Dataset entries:
-=-=-

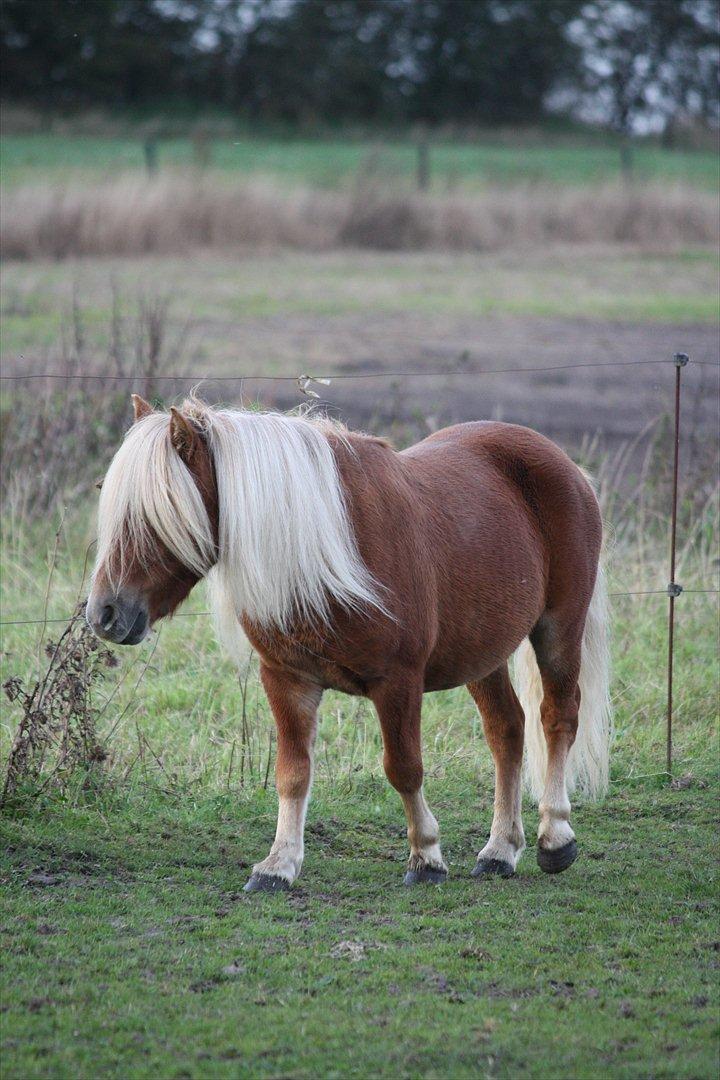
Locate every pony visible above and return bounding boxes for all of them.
[86,395,611,892]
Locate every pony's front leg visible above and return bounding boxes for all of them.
[371,677,448,885]
[245,665,323,892]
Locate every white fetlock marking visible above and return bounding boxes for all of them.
[538,760,575,851]
[477,827,525,869]
[253,791,310,885]
[403,787,447,870]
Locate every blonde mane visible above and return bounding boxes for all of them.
[96,399,384,638]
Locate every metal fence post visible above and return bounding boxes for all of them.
[666,352,690,780]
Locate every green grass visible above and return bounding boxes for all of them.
[0,247,719,374]
[2,772,718,1080]
[0,501,720,1080]
[0,134,718,191]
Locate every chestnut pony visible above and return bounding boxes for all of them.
[87,395,610,891]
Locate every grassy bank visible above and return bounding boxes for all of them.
[0,125,718,191]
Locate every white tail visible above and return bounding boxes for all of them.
[515,564,612,800]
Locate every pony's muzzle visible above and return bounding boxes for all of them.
[85,596,150,645]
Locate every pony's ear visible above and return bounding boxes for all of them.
[169,405,200,463]
[131,394,152,423]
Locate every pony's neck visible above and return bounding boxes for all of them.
[207,410,382,633]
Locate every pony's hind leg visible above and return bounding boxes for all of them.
[245,665,323,892]
[530,616,582,874]
[372,679,448,885]
[467,664,525,877]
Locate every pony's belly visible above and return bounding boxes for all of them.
[423,653,500,693]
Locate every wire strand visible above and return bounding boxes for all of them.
[0,359,720,382]
[0,589,720,626]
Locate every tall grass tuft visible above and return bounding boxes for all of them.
[0,173,720,259]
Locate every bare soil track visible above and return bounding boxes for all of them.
[222,314,720,448]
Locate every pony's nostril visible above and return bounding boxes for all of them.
[100,604,117,630]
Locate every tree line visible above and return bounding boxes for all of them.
[0,0,720,133]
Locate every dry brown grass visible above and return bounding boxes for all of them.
[0,174,720,259]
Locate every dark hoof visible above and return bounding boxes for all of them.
[538,840,578,874]
[403,866,448,885]
[470,859,515,877]
[243,874,290,892]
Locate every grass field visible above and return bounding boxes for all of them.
[0,134,718,191]
[0,136,720,1080]
[0,508,720,1078]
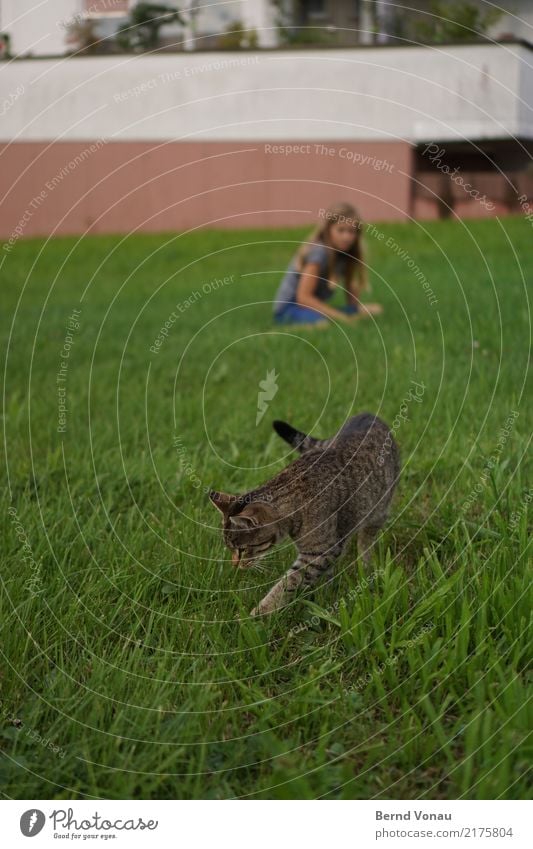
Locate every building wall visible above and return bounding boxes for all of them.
[0,0,77,56]
[0,45,533,239]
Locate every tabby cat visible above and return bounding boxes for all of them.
[209,413,400,616]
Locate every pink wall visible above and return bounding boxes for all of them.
[0,140,412,240]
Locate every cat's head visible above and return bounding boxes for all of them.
[209,491,281,569]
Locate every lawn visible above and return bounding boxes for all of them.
[0,218,533,799]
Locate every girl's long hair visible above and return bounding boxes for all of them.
[295,202,368,291]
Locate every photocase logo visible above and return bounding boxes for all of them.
[255,369,279,427]
[20,808,46,837]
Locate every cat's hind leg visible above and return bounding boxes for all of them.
[357,525,381,566]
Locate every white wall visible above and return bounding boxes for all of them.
[0,0,81,56]
[0,45,533,142]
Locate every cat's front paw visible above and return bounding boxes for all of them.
[250,601,275,616]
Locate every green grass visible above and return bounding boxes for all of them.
[0,219,533,799]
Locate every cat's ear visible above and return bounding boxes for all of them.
[209,489,238,517]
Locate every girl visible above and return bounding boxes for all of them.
[274,203,382,326]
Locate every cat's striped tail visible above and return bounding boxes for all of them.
[272,419,324,454]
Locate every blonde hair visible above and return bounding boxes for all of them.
[294,202,368,291]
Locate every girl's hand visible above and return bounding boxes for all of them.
[359,303,383,318]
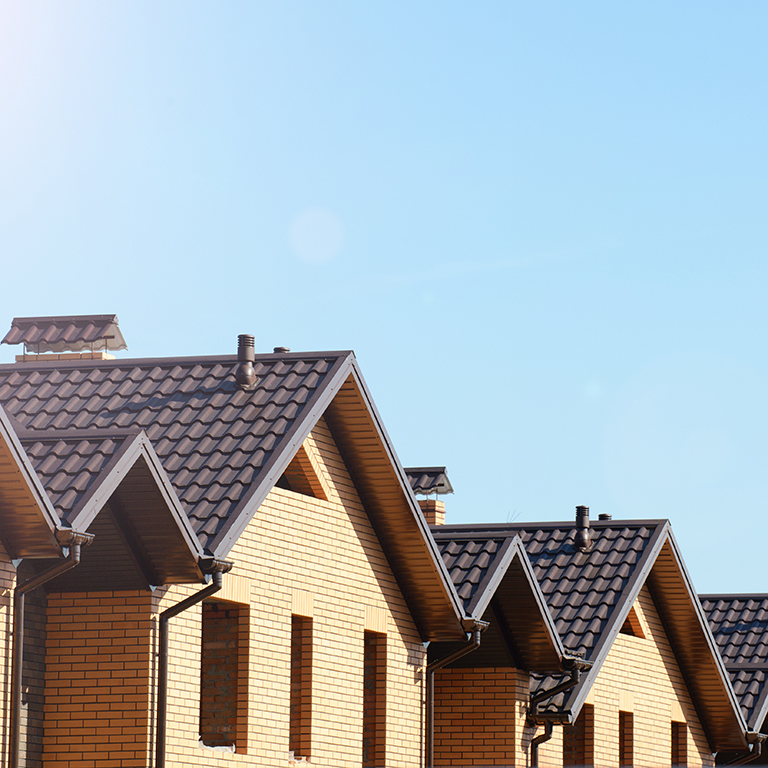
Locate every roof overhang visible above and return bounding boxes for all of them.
[211,353,466,641]
[0,407,61,559]
[564,522,748,752]
[26,431,205,592]
[429,527,565,672]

-=-=-

→ Set problem
Reproduce all of the dataset entries above verbatim, omitting the pictures.

→ Result of this task
Locate every pony visible above and return bounding boxes for all of them.
[86,395,611,892]
Locate every pony's front leg visible above and return bounding boxes for all of them.
[371,677,448,885]
[245,665,323,892]
Locate every white fetlock marking visible above and return bounding boxes for all of them.
[538,760,575,851]
[477,827,525,869]
[253,791,310,885]
[403,787,447,870]
Locate every blonde mane visible above and return bounding boxes for all of them.
[96,399,384,638]
Locate every metal fence post visible above and return bounding boxes for all of them.
[666,352,690,780]
Locate every green grass visible above and return bounding boxes for all of them.
[0,247,719,374]
[2,772,718,1080]
[0,501,720,1080]
[0,134,718,191]
Locate every chestnut pony visible above and return bounding boxes for all of them.
[87,395,610,891]
Locate every grassy bank visible above and return bounding boxes for all of them.
[0,125,718,191]
Locate every white tail visible above and return bounding boxes for all of them.
[515,564,612,800]
Locate every pony's muzzle visible above and return bounding boxes for all of them.
[85,596,150,645]
Locate every pony's ear visible above and return bounding boxes for all of them.
[169,405,200,463]
[131,394,152,423]
Locate every pony's neck visible above and return bounding boxes for all of them.
[207,410,382,633]
Locate every pony's hind leg visible above and return bounding boxes for all of them.
[245,665,323,892]
[530,616,582,874]
[372,679,448,885]
[467,664,525,877]
Locate every pony's belly visible above and return bounding boxes for all of them.
[423,653,500,693]
Locate every wire strand visible above and return bounding boxes for all of them.
[0,359,720,382]
[0,589,720,626]
Locate every tall grass tuft visible above and return bounding boxes for all of them.
[0,173,720,259]
Locate every bare soil track visible above and return bounding boxes for all of them.
[222,314,720,448]
Locate every pony's nostril visible above and return bounding boxes for all of them.
[100,604,117,630]
Locate every tree line visible above and return bounding boxes for all of them.
[0,0,720,133]
Locate every dry brown grass visible above and return bounding boxes for all of them.
[0,174,720,259]
Locate every dark hoof visible above and return bounding boxes for all of them.
[538,840,578,874]
[403,866,448,885]
[470,859,515,877]
[243,874,290,892]
Locate every grass field visible above and return bounding boxes for all of them.
[0,134,718,191]
[0,136,720,1080]
[0,508,720,1078]
Locate every building wall visible above and return bounding boxes for all of them.
[0,0,77,56]
[0,45,533,239]
Locate every tabby cat visible above and return bounding boxes for all of them.
[209,413,400,616]
Locate every pink wall visible above and return bounding boxes for all of them.
[0,140,412,240]
Locate every cat's head visible above and return bounding boxes for all of them.
[209,491,281,569]
Locate every lawn visible above and return bounding boxes for all of them.
[0,218,533,799]
Locate every girl's long hair visible above and return bounding boxes for all of them.
[295,202,368,291]
Locate every photocase logo visible above and return bounding boxes for all of them.
[255,369,279,427]
[20,808,46,837]
Locate every cat's hind leg visible above and return bounding boxes for all of them.
[357,525,381,566]
Locate every white wall visible above and return bounding boxes for all of them.
[0,0,81,56]
[0,45,533,142]
Locate every cat's front paw visible above and return bounding boxes for all of them.
[250,601,275,616]
Locate every green grass visible above and return bounding boxes for all of them.
[0,219,533,799]
Locate every cat's ear visible above and return bounding boxes for all of them.
[209,489,238,517]
Locate every girl visible above and return bounding boxes for all of them.
[274,203,382,326]
Locate every cat's striped tail visible above and return bounding boxes for all of them.
[272,419,324,454]
Locate every blonde hair visible above and return bounding boxes for all of them.
[294,202,368,291]
Locate every girl's hand visible above and return bounding boxes for all of them.
[359,303,383,318]
Locate every roof overhang visible above and return bounding boxes for all of them.
[211,353,466,641]
[0,407,61,559]
[564,522,748,752]
[26,431,205,592]
[429,527,565,672]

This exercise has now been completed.